SOURCE DOCUMENT:
-=-=-

Let’s be absolutely honest, football autobiographies don’t make for much of an enthralling read. All too often they are filled with the same old tripe, telling the tale of a boy that used to walk the streets, with a ball never more than two yards away from his feet.
They slowly progress to scrubbing the boots of a hero, until the protagonist finally gets his big break. The book then becomes top heavy with arrogant boastings of memorable goals, and the triumphs or tribulations of lifting or missing out on a famous trophy. At the risk of sounding blunt it’s a case of ‘same sh*t, different player’ syndrome.
There are however, on rare occasions, a small portion of football books that stand out. George Best’s autobiography reads more like the life of a rock star than a footballer, and Paolo Di Canio speaks about his time standing as a hooligan with the Lazio Ultra’s. Paul McGrath’s tackles the life of an alcoholic, so desperate he hospitalised himself by drinking a bottle of kitchen bleach, and Paul Merson recalls snorting cocaine and betting on rain drops with youth players. Any book that details Wimbledon’s notorious initiation rituals or practical joke’s is also worth a skim though.
Raymond Domenech’s upcoming scrawl also promises to position itself in that small portion of football books that stand out. The book, titled ‘All Alone,’ is based on the diary that he kept during his, disastrous and controversial, time as manager of the French national team, between 2004-2010.
He took on the job with the objective of reaching “at least” the semi-finals of the 2006 World Cup. After talking members of France’s “golden generation” out of retirement he did better than that, losing in the final that hosted the notorious Zidane head butt. World Cup 2010 of course sparked more controversy, when Nicolas Anelka was sent home and a player mutiny was staged. France finished bottom of their group and Domenech was gone. It is said that Domenech’s book will "reveal his struggles with Zinedine Zidane, Nicolas Anelka, Thierry Henry or younger players from a lost generation."
Publishers claim "a sincere testimony, without jargon or desire to minimise his own mistakes."
People like to read about struggles, controversy and conflict, just like Matias Almeyda’s recent autobiography that was popular for outing mafia, match fixing and drug scandals in Italian Football. Why read about squeaky clean footballers, scrubbing boots and lifting trophies, when you can read about the dirty stuff?

-=-=-

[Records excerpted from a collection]
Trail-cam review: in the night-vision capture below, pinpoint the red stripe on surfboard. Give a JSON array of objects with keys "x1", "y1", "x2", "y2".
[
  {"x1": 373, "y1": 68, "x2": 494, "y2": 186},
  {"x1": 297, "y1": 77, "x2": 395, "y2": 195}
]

-=-=-

WORK INSTRUCTION A: In the article on football autobiographies, rewrite the paragraph beginning "He took on the job" as a short list, keeping its main facts.
WORK INSTRUCTION B: According to the article on football autobiographies, what is the title of Raymond Domenech's upcoming book?
WORK INSTRUCTION C: Repeat word for word the stretch of the article on football autobiographies from "There are however, on" through "team, between 2004-2010.".

EXERCISE RESPONSE A:
- Domenech's goal on taking the job was to reach "at least" the semi-finals of the 2006 World Cup.
- After he talked members of France's "golden generation" out of retirement, France did better and lost in the final that hosted Zidane's head butt.
- At the 2010 World Cup, Nicolas Anelka was sent home and the players staged a mutiny.
- France finished bottom of their group, and Domenech was gone.
- His book is said to reveal his struggles with Zidane, Anelka, Thierry Henry and younger players from a "lost generation."

EXERCISE RESPONSE B: 'All Alone'

EXERCISE RESPONSE C:
There are however, on rare occasions, a small portion of football books that stand out. George Best’s autobiography reads more like the life of a rock star than a footballer, and Paolo Di Canio speaks about his time standing as a hooligan with the Lazio Ultra’s. Paul McGrath’s tackles the life of an alcoholic, so desperate he hospitalised himself by drinking a bottle of kitchen bleach, and Paul Merson recalls snorting cocaine and betting on rain drops with youth players. Any book that details Wimbledon’s notorious initiation rituals or practical joke’s is also worth a skim though.
Raymond Domenech’s upcoming scrawl also promises to position itself in that small portion of football books that stand out. The book, titled ‘All Alone,’ is based on the diary that he kept during his, disastrous and controversial, time as manager of the French national team, between 2004-2010.